Aim of the exercise:
Using the data below, repeat all of it precisely.

** BEGIN Data entries **

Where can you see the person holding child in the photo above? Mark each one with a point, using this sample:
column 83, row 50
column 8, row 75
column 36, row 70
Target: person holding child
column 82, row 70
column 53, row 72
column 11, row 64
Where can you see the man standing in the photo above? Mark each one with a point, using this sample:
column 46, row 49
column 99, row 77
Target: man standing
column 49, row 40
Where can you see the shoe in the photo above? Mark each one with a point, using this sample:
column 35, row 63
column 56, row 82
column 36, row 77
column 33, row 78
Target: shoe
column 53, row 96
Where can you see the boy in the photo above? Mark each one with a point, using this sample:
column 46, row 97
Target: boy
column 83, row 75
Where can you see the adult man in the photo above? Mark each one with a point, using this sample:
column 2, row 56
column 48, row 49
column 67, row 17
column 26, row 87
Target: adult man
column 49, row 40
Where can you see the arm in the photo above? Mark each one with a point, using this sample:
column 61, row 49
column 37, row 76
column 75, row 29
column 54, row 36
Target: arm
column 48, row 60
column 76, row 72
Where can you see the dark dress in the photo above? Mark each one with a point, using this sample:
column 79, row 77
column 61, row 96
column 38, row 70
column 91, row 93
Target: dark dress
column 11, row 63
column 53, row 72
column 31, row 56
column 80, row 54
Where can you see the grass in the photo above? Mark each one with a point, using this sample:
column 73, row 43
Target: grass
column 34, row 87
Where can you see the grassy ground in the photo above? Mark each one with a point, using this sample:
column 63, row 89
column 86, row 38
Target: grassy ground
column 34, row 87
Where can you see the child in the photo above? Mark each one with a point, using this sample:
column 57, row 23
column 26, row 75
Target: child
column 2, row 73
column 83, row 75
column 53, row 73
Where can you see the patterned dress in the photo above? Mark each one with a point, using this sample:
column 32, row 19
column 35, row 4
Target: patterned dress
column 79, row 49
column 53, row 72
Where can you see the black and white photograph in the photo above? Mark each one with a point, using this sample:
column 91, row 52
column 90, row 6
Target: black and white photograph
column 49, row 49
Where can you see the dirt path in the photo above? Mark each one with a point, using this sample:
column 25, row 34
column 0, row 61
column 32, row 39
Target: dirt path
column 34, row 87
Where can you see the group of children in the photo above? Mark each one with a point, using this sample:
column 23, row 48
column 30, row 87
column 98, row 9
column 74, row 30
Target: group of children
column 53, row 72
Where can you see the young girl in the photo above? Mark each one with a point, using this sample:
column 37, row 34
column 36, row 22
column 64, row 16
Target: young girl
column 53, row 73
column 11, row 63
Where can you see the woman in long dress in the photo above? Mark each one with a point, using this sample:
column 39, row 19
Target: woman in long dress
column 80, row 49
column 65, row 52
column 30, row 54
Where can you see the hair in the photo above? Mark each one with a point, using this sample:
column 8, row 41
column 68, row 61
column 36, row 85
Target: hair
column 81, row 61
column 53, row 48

** END Data entries **

Solution for this problem:
Where can you see the person holding child in the photo above? Mark each one with a point, using this sample:
column 83, row 50
column 8, row 75
column 36, row 70
Target: person holding child
column 82, row 70
column 53, row 72
column 11, row 64
Where can you see the man standing in the photo above? Mark each one with a point, using this sample:
column 46, row 49
column 99, row 77
Target: man standing
column 49, row 40
Where can you see the shoe in the photo above? Mark each one with a point, using this sample:
column 35, row 63
column 56, row 82
column 36, row 77
column 33, row 78
Target: shoe
column 53, row 96
Where can you see the boy in the photo above? Mark each one with a point, using this sample:
column 46, row 97
Target: boy
column 83, row 75
Where can you see the adult man in the photo above? Mark each one with a point, using this sample:
column 2, row 56
column 48, row 49
column 67, row 17
column 26, row 87
Target: adult man
column 49, row 40
Where can you see the arm in the photo above? Mark each one with a point, using this sample:
column 61, row 49
column 37, row 76
column 75, row 29
column 54, row 36
Target: arm
column 48, row 60
column 76, row 72
Where can you see the dark dress in the photo above? Mark each one with a point, using this sample:
column 79, row 77
column 61, row 96
column 38, row 70
column 91, row 93
Target: dark dress
column 11, row 63
column 53, row 72
column 31, row 56
column 80, row 54
Where can you see the grass in the photo above? Mark each one with a point, using this sample:
column 73, row 43
Target: grass
column 34, row 87
Where can you see the grassy ground in the photo above? Mark each one with a point, using this sample:
column 63, row 89
column 86, row 38
Target: grassy ground
column 34, row 87
Where can you see the child in the photo above? Mark each one with a point, using this sample:
column 57, row 23
column 26, row 75
Target: child
column 2, row 73
column 83, row 75
column 53, row 73
Where can you see the patterned dress in the photo above? Mark each one with a point, using this sample:
column 32, row 19
column 35, row 4
Target: patterned dress
column 79, row 49
column 53, row 72
Where can you see the black and white photograph in the photo above? Mark each one with a point, using this sample:
column 91, row 52
column 90, row 6
Target: black and white photograph
column 49, row 49
Where can you see the dirt path in the photo above? Mark each one with a point, using this sample:
column 25, row 34
column 0, row 61
column 32, row 39
Target: dirt path
column 34, row 87
Where can you see the group of children in the photo above? Mark each one with a point, using this sample:
column 23, row 48
column 30, row 87
column 98, row 9
column 74, row 30
Target: group of children
column 53, row 72
Where can you see the young girl in the photo above? Mark each one with a point, using this sample:
column 37, row 34
column 36, row 22
column 64, row 16
Target: young girl
column 53, row 73
column 11, row 63
Where can you see the woman in long dress in the photo above? Mark each one with a point, using this sample:
column 39, row 19
Target: woman in long dress
column 80, row 49
column 65, row 52
column 30, row 54
Where can you see the hair in the photo above? Mark each one with a point, using this sample:
column 8, row 41
column 68, row 61
column 36, row 85
Target: hair
column 81, row 61
column 53, row 48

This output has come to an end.